- Opening Delimiter -

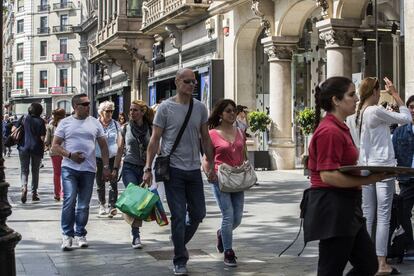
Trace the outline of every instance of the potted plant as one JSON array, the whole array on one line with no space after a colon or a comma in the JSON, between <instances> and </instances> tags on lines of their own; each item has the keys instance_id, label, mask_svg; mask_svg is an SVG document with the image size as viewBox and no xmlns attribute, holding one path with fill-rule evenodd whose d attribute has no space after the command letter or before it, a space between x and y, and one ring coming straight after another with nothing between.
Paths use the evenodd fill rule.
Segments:
<instances>
[{"instance_id":1,"label":"potted plant","mask_svg":"<svg viewBox=\"0 0 414 276\"><path fill-rule=\"evenodd\" d=\"M270 157L269 152L265 151L264 136L272 120L263 111L252 111L248 114L248 118L250 130L255 134L259 142L258 150L251 152L249 159L254 168L269 169Z\"/></svg>"},{"instance_id":2,"label":"potted plant","mask_svg":"<svg viewBox=\"0 0 414 276\"><path fill-rule=\"evenodd\" d=\"M307 168L307 160L308 160L308 149L309 149L309 143L312 138L313 128L315 126L315 110L306 107L302 111L300 111L296 115L296 123L302 130L303 136L304 136L304 153L302 157L302 163L305 170L305 175L308 175L308 168Z\"/></svg>"}]
</instances>

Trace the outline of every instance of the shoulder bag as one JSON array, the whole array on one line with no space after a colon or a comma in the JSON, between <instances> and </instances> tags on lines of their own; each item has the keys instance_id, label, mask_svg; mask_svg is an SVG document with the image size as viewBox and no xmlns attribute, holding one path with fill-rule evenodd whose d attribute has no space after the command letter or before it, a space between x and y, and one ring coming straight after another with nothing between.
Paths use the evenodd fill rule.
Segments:
<instances>
[{"instance_id":1,"label":"shoulder bag","mask_svg":"<svg viewBox=\"0 0 414 276\"><path fill-rule=\"evenodd\" d=\"M178 143L183 136L184 130L187 127L188 121L190 120L191 111L193 110L193 99L190 100L190 106L188 107L187 114L185 115L184 123L178 132L177 138L175 139L174 145L170 151L170 154L165 156L157 156L154 163L154 174L155 174L155 181L162 182L162 181L170 181L170 156L176 150Z\"/></svg>"},{"instance_id":2,"label":"shoulder bag","mask_svg":"<svg viewBox=\"0 0 414 276\"><path fill-rule=\"evenodd\" d=\"M18 127L16 127L9 137L7 137L4 145L6 147L12 147L14 145L20 144L24 140L24 115L20 117L19 121L17 122Z\"/></svg>"},{"instance_id":3,"label":"shoulder bag","mask_svg":"<svg viewBox=\"0 0 414 276\"><path fill-rule=\"evenodd\" d=\"M220 191L236 193L250 189L257 182L257 175L249 160L232 167L222 163L218 167L217 178Z\"/></svg>"}]
</instances>

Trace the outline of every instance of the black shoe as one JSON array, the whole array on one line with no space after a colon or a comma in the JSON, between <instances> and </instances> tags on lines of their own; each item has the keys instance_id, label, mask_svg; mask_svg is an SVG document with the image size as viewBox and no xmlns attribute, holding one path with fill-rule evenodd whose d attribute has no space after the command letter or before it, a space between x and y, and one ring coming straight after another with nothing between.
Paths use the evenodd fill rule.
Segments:
<instances>
[{"instance_id":1,"label":"black shoe","mask_svg":"<svg viewBox=\"0 0 414 276\"><path fill-rule=\"evenodd\" d=\"M223 253L224 252L223 239L221 238L221 231L220 231L220 229L217 230L216 249L217 249L217 252L219 252L219 253Z\"/></svg>"},{"instance_id":2,"label":"black shoe","mask_svg":"<svg viewBox=\"0 0 414 276\"><path fill-rule=\"evenodd\" d=\"M37 193L32 194L32 201L40 201L39 195Z\"/></svg>"},{"instance_id":3,"label":"black shoe","mask_svg":"<svg viewBox=\"0 0 414 276\"><path fill-rule=\"evenodd\" d=\"M234 255L233 249L227 249L226 252L224 252L224 264L227 266L235 267L237 266L237 257Z\"/></svg>"},{"instance_id":4,"label":"black shoe","mask_svg":"<svg viewBox=\"0 0 414 276\"><path fill-rule=\"evenodd\" d=\"M26 203L27 201L27 188L22 188L22 197L20 198L22 203Z\"/></svg>"}]
</instances>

- Closing Delimiter -

Task goal: Retype the data above verbatim, minus images.

Reply:
Trace the outline of every instance of the potted plant as one JSON array, the whole array on one line with no space after a colon or a comma in the JSON, between <instances> and </instances> tags on lines of their own; each item has the keys instance_id, label, mask_svg; mask_svg is an SVG document with the image size as viewBox and no xmlns attribute, holding one path with fill-rule evenodd whose d attribute has no space after the command letter or before it, a space between x and y, and one ring coming straight after another with nothing between.
Paths use the evenodd fill rule.
Segments:
<instances>
[{"instance_id":1,"label":"potted plant","mask_svg":"<svg viewBox=\"0 0 414 276\"><path fill-rule=\"evenodd\" d=\"M270 157L269 152L265 151L264 136L272 120L263 111L252 111L248 114L248 118L250 130L255 134L259 142L258 150L251 152L249 159L254 168L269 169Z\"/></svg>"},{"instance_id":2,"label":"potted plant","mask_svg":"<svg viewBox=\"0 0 414 276\"><path fill-rule=\"evenodd\" d=\"M307 168L307 160L308 160L308 149L309 149L309 143L312 138L313 128L315 126L315 110L306 107L302 111L300 111L296 115L296 123L302 130L303 136L304 136L304 153L302 157L302 163L305 170L305 175L308 175L308 168Z\"/></svg>"}]
</instances>

Trace the outline of every instance of the shoulder bag as one JSON array, the whole array on one line with no space after a colon or a comma in the JSON, between <instances> and </instances> tags on lines of their own; each item has the keys instance_id, label, mask_svg; mask_svg is an SVG document with the image size as viewBox and no xmlns attribute, holding one path with fill-rule evenodd whose d attribute has no space after the command letter or before it, a space between x and y, and one ring coming straight after another with nothing between.
Paths use the evenodd fill rule.
Segments:
<instances>
[{"instance_id":1,"label":"shoulder bag","mask_svg":"<svg viewBox=\"0 0 414 276\"><path fill-rule=\"evenodd\" d=\"M178 143L183 136L184 130L187 127L188 121L190 120L191 111L193 110L193 99L190 100L190 106L188 107L187 114L185 115L184 123L178 132L177 138L175 139L174 145L170 151L170 154L165 156L157 156L154 163L154 174L155 174L155 181L162 182L162 181L170 181L170 156L176 150Z\"/></svg>"},{"instance_id":2,"label":"shoulder bag","mask_svg":"<svg viewBox=\"0 0 414 276\"><path fill-rule=\"evenodd\" d=\"M18 127L16 127L9 137L7 137L4 145L6 147L12 147L14 145L20 144L24 140L24 115L20 117L19 121L17 122Z\"/></svg>"},{"instance_id":3,"label":"shoulder bag","mask_svg":"<svg viewBox=\"0 0 414 276\"><path fill-rule=\"evenodd\" d=\"M220 191L236 193L250 189L257 182L257 175L249 160L232 167L222 163L218 167L217 178Z\"/></svg>"}]
</instances>

Trace the outline of every instance of the black shoe as one JSON array, the whole array on one line with no space after a colon or a comma in the JSON, between <instances> and </instances> tags on lines of their own; each item has the keys instance_id, label, mask_svg; mask_svg is an SVG document with the image size as viewBox and no xmlns attribute, holding one path with fill-rule evenodd whose d attribute has no space after the command letter or before it, a space between x and y, and one ring coming straight after another with nothing between.
Paths use the evenodd fill rule.
Segments:
<instances>
[{"instance_id":1,"label":"black shoe","mask_svg":"<svg viewBox=\"0 0 414 276\"><path fill-rule=\"evenodd\" d=\"M223 253L224 252L223 239L221 238L221 231L220 231L220 229L217 230L216 249L217 249L217 252L219 252L219 253Z\"/></svg>"},{"instance_id":2,"label":"black shoe","mask_svg":"<svg viewBox=\"0 0 414 276\"><path fill-rule=\"evenodd\" d=\"M37 193L32 194L32 201L40 201L39 195Z\"/></svg>"},{"instance_id":3,"label":"black shoe","mask_svg":"<svg viewBox=\"0 0 414 276\"><path fill-rule=\"evenodd\" d=\"M234 255L233 249L227 249L226 252L224 252L224 264L227 266L235 267L237 266L237 257Z\"/></svg>"},{"instance_id":4,"label":"black shoe","mask_svg":"<svg viewBox=\"0 0 414 276\"><path fill-rule=\"evenodd\" d=\"M26 203L27 201L27 188L22 188L22 197L20 198L22 203Z\"/></svg>"}]
</instances>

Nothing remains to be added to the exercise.